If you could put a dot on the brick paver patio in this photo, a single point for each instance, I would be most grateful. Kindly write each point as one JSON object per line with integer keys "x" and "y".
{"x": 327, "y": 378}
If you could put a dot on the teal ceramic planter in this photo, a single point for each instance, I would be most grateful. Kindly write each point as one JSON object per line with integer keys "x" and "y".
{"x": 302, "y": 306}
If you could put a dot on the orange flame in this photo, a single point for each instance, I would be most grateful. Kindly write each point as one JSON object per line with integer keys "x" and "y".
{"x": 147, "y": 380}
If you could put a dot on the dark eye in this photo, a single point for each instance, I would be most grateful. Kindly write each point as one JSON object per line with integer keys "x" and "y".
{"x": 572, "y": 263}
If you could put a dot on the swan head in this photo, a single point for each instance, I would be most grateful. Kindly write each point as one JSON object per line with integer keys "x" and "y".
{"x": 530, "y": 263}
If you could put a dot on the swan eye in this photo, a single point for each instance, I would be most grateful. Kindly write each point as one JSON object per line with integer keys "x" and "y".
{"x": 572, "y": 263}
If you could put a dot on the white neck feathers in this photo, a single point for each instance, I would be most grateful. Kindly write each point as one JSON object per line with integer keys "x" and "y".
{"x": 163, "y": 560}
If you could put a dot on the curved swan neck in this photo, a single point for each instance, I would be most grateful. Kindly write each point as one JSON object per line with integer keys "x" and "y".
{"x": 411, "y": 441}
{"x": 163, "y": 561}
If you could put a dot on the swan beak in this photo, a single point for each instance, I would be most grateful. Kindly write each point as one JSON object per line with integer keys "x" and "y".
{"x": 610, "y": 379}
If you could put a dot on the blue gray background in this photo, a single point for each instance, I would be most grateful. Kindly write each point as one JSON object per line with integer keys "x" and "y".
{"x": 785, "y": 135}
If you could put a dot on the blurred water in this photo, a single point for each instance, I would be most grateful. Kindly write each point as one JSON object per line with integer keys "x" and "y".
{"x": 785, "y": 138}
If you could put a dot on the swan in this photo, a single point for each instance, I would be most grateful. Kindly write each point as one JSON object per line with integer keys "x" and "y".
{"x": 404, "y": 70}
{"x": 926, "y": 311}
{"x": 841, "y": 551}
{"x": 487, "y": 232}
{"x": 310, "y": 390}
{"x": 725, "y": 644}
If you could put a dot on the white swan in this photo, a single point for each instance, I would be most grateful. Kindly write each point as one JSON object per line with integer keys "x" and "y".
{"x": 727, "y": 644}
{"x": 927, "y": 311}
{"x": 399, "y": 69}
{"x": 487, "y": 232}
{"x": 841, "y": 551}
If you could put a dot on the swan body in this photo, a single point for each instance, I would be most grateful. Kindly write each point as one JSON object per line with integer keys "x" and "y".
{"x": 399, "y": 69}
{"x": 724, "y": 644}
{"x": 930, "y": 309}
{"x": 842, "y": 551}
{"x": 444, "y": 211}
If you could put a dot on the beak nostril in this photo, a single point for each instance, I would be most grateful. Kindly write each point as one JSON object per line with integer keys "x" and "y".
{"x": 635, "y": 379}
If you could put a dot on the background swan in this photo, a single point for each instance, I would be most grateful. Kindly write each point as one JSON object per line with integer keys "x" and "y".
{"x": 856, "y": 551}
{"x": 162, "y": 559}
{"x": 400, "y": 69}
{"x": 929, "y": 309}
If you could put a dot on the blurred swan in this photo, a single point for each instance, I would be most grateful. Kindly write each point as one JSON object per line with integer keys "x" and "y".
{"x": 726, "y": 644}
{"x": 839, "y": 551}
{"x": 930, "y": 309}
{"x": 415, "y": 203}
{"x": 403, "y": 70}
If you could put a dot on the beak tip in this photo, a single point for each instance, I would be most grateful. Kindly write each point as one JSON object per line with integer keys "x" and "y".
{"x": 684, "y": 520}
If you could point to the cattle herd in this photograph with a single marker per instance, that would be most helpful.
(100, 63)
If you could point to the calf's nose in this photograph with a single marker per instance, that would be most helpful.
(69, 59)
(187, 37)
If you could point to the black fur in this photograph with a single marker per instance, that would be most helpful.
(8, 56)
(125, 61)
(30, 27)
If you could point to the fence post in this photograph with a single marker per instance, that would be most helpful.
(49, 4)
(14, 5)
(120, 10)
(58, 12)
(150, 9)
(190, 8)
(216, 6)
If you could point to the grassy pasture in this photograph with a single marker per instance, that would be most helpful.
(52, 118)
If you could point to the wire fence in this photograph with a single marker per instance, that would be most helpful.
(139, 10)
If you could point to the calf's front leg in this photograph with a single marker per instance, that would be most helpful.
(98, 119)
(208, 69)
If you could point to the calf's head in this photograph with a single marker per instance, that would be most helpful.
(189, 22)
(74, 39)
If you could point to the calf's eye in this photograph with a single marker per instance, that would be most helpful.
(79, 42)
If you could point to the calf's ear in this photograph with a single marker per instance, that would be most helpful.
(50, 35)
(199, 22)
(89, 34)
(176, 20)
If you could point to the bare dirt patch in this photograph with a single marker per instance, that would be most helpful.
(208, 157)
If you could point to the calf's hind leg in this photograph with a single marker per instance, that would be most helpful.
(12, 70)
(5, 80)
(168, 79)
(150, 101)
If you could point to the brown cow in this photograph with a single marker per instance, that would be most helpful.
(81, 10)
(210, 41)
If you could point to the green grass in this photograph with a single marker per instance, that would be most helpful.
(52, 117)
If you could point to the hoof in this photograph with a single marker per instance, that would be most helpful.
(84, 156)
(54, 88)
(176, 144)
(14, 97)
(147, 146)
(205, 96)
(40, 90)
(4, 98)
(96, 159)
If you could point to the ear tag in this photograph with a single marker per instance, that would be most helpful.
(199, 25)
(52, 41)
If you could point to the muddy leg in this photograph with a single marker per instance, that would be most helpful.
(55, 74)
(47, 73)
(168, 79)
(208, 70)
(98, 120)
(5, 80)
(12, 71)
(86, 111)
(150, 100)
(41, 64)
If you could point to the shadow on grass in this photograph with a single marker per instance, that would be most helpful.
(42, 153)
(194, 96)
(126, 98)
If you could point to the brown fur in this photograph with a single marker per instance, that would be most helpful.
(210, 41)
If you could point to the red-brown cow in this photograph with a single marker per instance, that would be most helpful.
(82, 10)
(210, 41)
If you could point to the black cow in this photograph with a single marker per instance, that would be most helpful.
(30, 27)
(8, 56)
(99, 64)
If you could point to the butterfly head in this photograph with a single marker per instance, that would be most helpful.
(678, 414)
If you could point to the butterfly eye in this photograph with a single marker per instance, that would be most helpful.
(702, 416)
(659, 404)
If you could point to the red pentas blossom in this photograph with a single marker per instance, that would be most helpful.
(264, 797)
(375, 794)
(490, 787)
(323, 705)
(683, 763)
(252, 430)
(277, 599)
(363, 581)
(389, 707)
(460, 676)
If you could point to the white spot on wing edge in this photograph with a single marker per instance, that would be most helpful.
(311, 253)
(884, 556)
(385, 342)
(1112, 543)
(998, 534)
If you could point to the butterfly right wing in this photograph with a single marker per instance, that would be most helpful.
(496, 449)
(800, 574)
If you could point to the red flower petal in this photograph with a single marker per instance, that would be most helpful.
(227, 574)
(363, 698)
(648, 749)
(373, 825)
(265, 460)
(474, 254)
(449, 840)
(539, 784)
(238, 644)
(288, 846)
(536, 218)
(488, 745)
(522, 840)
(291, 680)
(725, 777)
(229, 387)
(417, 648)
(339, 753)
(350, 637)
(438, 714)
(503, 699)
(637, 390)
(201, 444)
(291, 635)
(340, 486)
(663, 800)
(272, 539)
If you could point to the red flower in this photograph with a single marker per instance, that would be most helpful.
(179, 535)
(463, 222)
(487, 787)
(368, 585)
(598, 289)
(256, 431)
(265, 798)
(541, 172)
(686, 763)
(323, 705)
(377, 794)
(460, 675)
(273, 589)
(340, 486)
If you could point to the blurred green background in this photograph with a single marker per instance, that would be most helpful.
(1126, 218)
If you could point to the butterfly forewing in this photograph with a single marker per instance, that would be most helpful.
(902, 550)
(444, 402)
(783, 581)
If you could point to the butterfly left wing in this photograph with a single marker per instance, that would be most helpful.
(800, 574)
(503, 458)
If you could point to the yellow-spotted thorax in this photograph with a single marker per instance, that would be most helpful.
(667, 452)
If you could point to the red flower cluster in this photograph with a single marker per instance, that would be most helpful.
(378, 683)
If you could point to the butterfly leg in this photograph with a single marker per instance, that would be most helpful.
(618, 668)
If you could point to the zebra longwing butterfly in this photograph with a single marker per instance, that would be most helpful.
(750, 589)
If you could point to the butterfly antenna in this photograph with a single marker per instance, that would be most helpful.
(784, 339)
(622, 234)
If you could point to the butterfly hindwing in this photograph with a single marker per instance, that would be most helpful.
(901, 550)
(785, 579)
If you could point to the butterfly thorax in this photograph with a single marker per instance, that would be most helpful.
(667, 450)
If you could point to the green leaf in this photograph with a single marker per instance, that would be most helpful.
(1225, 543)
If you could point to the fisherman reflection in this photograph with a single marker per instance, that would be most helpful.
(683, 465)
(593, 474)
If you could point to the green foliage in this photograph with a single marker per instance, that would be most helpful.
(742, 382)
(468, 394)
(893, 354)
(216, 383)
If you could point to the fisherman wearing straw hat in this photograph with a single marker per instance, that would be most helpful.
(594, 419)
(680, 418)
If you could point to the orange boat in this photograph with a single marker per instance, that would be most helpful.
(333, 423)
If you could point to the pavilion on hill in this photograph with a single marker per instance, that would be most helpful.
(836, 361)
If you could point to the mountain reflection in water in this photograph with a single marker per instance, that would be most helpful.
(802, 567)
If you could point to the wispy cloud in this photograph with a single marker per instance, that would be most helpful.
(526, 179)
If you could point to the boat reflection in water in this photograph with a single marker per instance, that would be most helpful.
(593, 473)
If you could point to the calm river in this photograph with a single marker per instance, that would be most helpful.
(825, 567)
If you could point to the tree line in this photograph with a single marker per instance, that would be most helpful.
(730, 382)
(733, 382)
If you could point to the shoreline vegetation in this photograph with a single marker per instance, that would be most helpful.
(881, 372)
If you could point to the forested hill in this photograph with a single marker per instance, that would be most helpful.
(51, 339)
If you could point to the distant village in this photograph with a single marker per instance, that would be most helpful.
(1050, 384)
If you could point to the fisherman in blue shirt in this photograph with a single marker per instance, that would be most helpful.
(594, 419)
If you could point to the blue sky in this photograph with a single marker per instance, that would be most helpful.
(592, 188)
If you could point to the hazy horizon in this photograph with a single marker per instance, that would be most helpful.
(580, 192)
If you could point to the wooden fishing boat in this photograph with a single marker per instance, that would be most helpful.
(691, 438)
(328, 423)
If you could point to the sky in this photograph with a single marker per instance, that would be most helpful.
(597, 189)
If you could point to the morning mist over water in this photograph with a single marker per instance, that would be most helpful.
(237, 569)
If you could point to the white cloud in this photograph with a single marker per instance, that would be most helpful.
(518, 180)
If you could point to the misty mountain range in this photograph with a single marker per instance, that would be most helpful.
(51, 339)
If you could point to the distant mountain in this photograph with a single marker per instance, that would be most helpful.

━━━━━━

### Work required
Using the records above, write out exactly the lines from the one containing "If you could point to the calm" through the last, and add nothing.

### The answer
If you could point to the calm river in this photograph with a single marker per instance, that would be most helpful.
(825, 567)
If you could point to the tree line in this photograph with a single marker per instance, that would be most helpful.
(730, 382)
(733, 382)
If you could point to the shoreline vegetation in this photograph with a single marker per instance, that would be most helpful.
(881, 372)
If you could point to the forested hill in this photograph with a single marker per instance, that would be most helpful.
(51, 339)
If you could point to the distant village in this photograph with a single marker per instance, that would be most helpful.
(1050, 384)
If you could point to the fisherman in blue shirt in this photograph with a single marker per instance, that would be most helpful.
(594, 419)
If you could point to the blue sky in this photograph with a single marker per instance, that would be most helpful.
(592, 188)
If you could point to the hazy horizon in this photograph with a single marker per instance, that would be most helpful.
(580, 192)
If you could point to the wooden fishing boat in this photograph with a single marker per instance, that would be most helpful.
(691, 438)
(328, 423)
If you could point to the sky in this photograph with a single marker per instance, that would be most helpful.
(597, 189)
If you could point to the morning mist over water in this photograph with a single marker per instance, that would be most helpful.
(237, 569)
If you could point to the white cloud in this photograph with a single marker per instance, that would be most helpful.
(518, 180)
If you could point to the misty mountain range in this photograph with a single marker per instance, that would be most helpful.
(51, 339)
If you could point to the distant mountain in this photograph with a single marker per instance, that would be most helpful.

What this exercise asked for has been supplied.